PROBLEM DESCRIPTION
A single figure is expected: how many lines of the data that follows contain the word "target".

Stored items

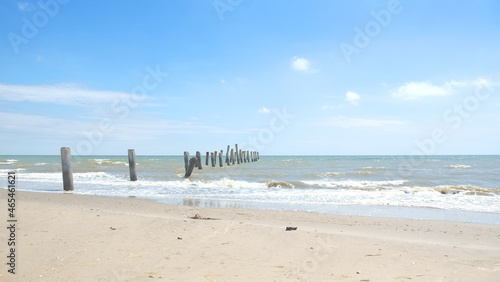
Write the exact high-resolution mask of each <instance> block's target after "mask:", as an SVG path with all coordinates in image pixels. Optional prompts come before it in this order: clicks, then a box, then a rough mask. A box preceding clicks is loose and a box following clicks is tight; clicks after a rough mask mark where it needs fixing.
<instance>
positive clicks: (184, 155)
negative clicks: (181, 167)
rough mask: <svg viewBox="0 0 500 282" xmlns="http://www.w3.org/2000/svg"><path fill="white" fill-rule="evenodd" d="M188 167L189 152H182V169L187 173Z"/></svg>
mask: <svg viewBox="0 0 500 282" xmlns="http://www.w3.org/2000/svg"><path fill="white" fill-rule="evenodd" d="M188 165H189V152H187V151H184V168H185V169H186V171H187V168H188Z"/></svg>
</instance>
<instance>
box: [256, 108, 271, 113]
mask: <svg viewBox="0 0 500 282" xmlns="http://www.w3.org/2000/svg"><path fill="white" fill-rule="evenodd" d="M270 112H271V110H270V109H268V108H266V107H262V108H260V109H259V113H261V114H268V113H270Z"/></svg>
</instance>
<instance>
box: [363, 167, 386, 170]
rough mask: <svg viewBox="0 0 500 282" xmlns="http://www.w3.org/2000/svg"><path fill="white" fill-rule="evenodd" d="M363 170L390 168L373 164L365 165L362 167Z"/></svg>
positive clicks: (372, 169)
mask: <svg viewBox="0 0 500 282" xmlns="http://www.w3.org/2000/svg"><path fill="white" fill-rule="evenodd" d="M360 169H361V170H387V169H388V168H386V167H383V166H380V167H372V166H365V167H362V168H360Z"/></svg>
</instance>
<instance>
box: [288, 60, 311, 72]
mask: <svg viewBox="0 0 500 282" xmlns="http://www.w3.org/2000/svg"><path fill="white" fill-rule="evenodd" d="M310 67H311V64H310V63H309V61H308V60H306V59H304V58H297V57H293V59H292V69H293V70H295V71H308V70H309V69H310Z"/></svg>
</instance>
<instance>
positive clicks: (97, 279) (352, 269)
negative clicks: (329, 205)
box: [0, 189, 500, 281]
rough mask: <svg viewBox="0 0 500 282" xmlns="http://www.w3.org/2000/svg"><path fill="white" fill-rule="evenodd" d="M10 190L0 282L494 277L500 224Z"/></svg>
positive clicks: (446, 279)
mask: <svg viewBox="0 0 500 282" xmlns="http://www.w3.org/2000/svg"><path fill="white" fill-rule="evenodd" d="M0 190H1V199H3V200H1V201H0V205H3V206H5V207H6V206H7V201H6V200H5V199H6V190H5V189H0ZM16 196H17V204H18V206H17V214H16V216H17V219H18V222H17V223H16V224H17V225H16V226H17V230H16V232H17V234H16V240H17V245H16V246H17V261H16V262H17V265H16V274H15V275H12V274H10V273H8V272H7V269H8V267H7V266H6V265H5V264H4V262H2V265H3V266H2V270H1V271H0V280H1V281H116V280H120V281H153V280H160V281H285V280H286V281H287V280H290V281H336V280H340V281H500V226H499V225H480V224H468V223H457V222H443V221H420V220H406V219H389V218H373V217H359V216H337V215H325V214H317V213H307V212H281V211H262V210H242V209H217V208H200V207H188V206H171V205H165V204H161V203H156V202H152V201H148V200H141V199H135V198H107V197H95V196H82V195H74V194H62V193H60V194H44V193H33V192H17V195H16ZM1 210H4V212H2V213H1V216H2V218H3V219H4V221H3V222H4V224H6V225H7V216H8V215H7V208H5V209H1ZM196 214H199V215H200V216H201V217H203V218H207V217H209V218H214V220H207V219H191V218H190V217H193V216H195V215H196ZM288 226H294V227H298V228H297V230H295V231H285V228H286V227H288ZM8 232H9V231H8V230H7V229H5V228H3V231H0V245H2V246H4V247H2V248H0V256H1V257H3V258H4V259H3V260H4V261H5V262H6V261H7V258H6V256H7V255H8V246H7V236H9V234H8Z"/></svg>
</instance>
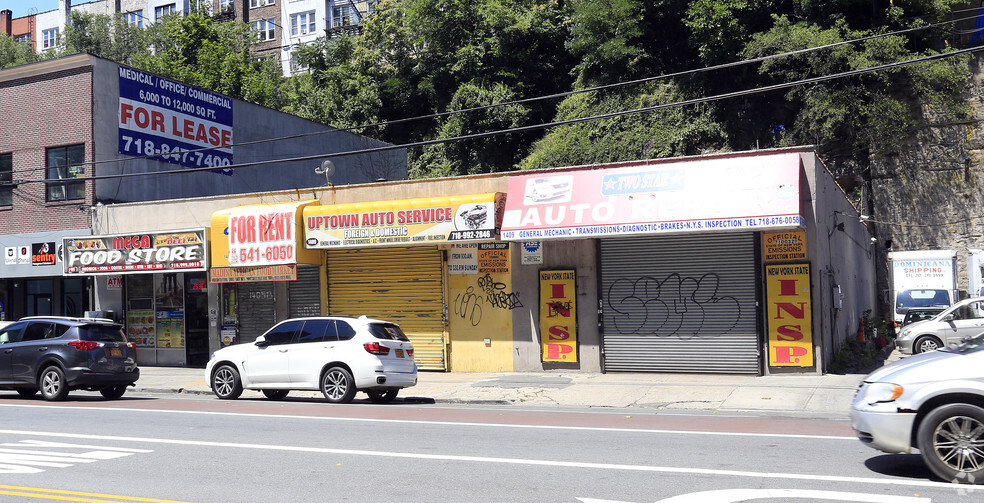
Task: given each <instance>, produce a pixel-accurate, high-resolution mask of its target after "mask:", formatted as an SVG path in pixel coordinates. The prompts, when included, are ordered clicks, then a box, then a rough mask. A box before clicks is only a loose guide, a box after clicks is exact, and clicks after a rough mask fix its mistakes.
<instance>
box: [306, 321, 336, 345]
mask: <svg viewBox="0 0 984 503" xmlns="http://www.w3.org/2000/svg"><path fill="white" fill-rule="evenodd" d="M331 325H332V321H331V320H307V321H305V322H304V328H303V329H302V330H301V334H300V335H299V336H298V337H297V342H298V343H304V342H321V341H323V340H324V339H325V332H327V331H328V328H329V327H330V326H331ZM332 333H334V330H332Z"/></svg>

PROBLEM SOLUTION
2